EXERCISE INSTRUCTIONS:
[A] In the declaration passage about church and mental health below, which church does Vernon Easterhare say fits him?
[B] Continue the Vernon Easterhare declaration about church and mental illness below, picking up right after its last sentence.

TEXT PASSAGE:
■ ■ ■ ■ ■

Monday, February 21, 2005

Vernon Easterhare Declares:

Jeff Street At Liberty Baptist Church fits me. As a mental health consumer, it takes a special kind of church to fit my needs, one that could accommodate a guy that has had just a tad too much “direct inspiration of the Holy Spirit” for his own viability or the comfort level of church folks... who always like to accuse directly or indirectly the mentally ill of being demon-possessed. That, in fact, is one of my hot-buttons, and if I get the opportunity in these-here declarations to tell people how much energy I put both into responsible living and Christian discipleship, then maybe this sleeping elephant of demon-possession latent in Christian churches could dissipate.

■ ■ ■ ■ ■

ENTRIES SHOWN:
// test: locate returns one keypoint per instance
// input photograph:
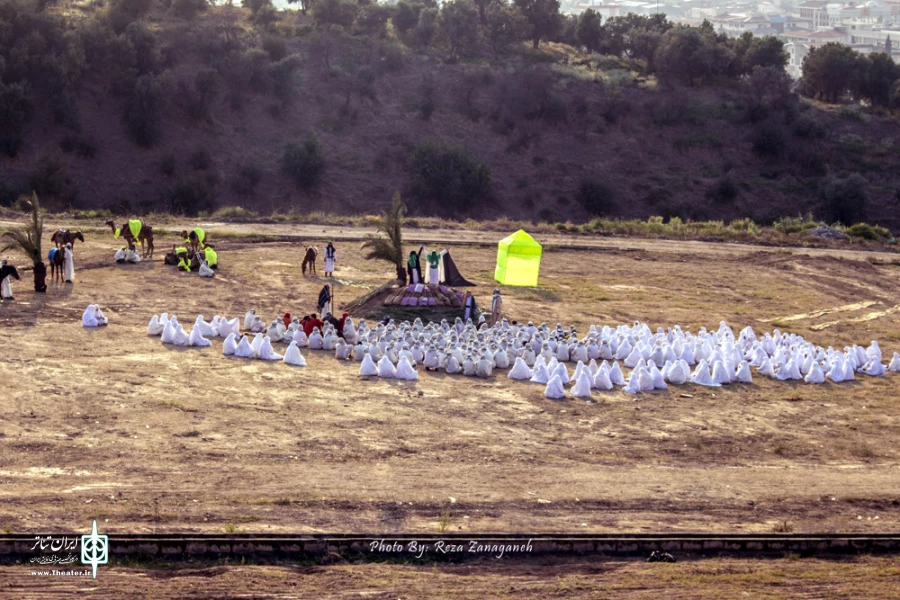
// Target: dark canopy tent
(450, 275)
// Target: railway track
(248, 547)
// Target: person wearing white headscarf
(68, 264)
(293, 356)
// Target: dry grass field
(113, 425)
(870, 578)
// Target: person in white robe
(520, 370)
(555, 389)
(293, 357)
(197, 338)
(229, 345)
(244, 349)
(405, 370)
(582, 387)
(367, 368)
(386, 368)
(68, 264)
(155, 328)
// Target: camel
(145, 235)
(55, 256)
(310, 260)
(61, 237)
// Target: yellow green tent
(518, 260)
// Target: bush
(15, 109)
(596, 197)
(844, 198)
(723, 191)
(427, 97)
(446, 180)
(85, 147)
(51, 178)
(167, 164)
(247, 179)
(768, 142)
(274, 46)
(191, 196)
(200, 160)
(188, 9)
(864, 231)
(304, 163)
(807, 127)
(143, 112)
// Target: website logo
(94, 549)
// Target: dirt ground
(111, 424)
(870, 578)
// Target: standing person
(324, 305)
(7, 272)
(434, 267)
(40, 273)
(469, 305)
(496, 307)
(330, 256)
(68, 264)
(414, 267)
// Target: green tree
(504, 25)
(589, 31)
(543, 17)
(407, 16)
(27, 239)
(388, 246)
(458, 25)
(831, 71)
(879, 76)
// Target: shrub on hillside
(15, 109)
(200, 160)
(275, 46)
(768, 141)
(247, 179)
(447, 181)
(188, 9)
(723, 191)
(304, 163)
(191, 196)
(427, 97)
(596, 197)
(143, 111)
(50, 178)
(844, 198)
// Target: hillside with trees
(468, 109)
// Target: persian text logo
(94, 549)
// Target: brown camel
(55, 257)
(309, 260)
(145, 235)
(61, 237)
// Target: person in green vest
(195, 239)
(212, 259)
(434, 267)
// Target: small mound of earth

■ ■ ■ ■ ■

ANSWERS FOR EACH ITEM:
[A] Jeff Street At Liberty Baptist Church.

[B]
I wanna clarify something right up front, real quick: only the more-Pentecostalist denominations are up-front in talking about demon-possession. But the onus of such attitudes sticks in mainline church folks' minds, and not just as a carry-over to watching the 700 Club on tv. It seems part in parcel with attitudes about mental illness that go back into the fog of time, back into colonial American history and even into medieval European history with its Inquisition of witchcraft.

But maybe my assessment is incorrect. All I can say is that I sure get a lot of discounts when I go to a regular church and try to talk about my “walk with the Holy Spirit,” which is a lot scarier than most disciples ever have. But I have learned some profound spiritual lessons, which I hope to share with the world via Jeff Street's blog. Thanks to D.T. and all!

I have decided to use a pseudonym, because I read in a book that it is smart to do so on the Internet. I have no problems exactly with people looking me up; but that would not be as important as hearkening to what I say.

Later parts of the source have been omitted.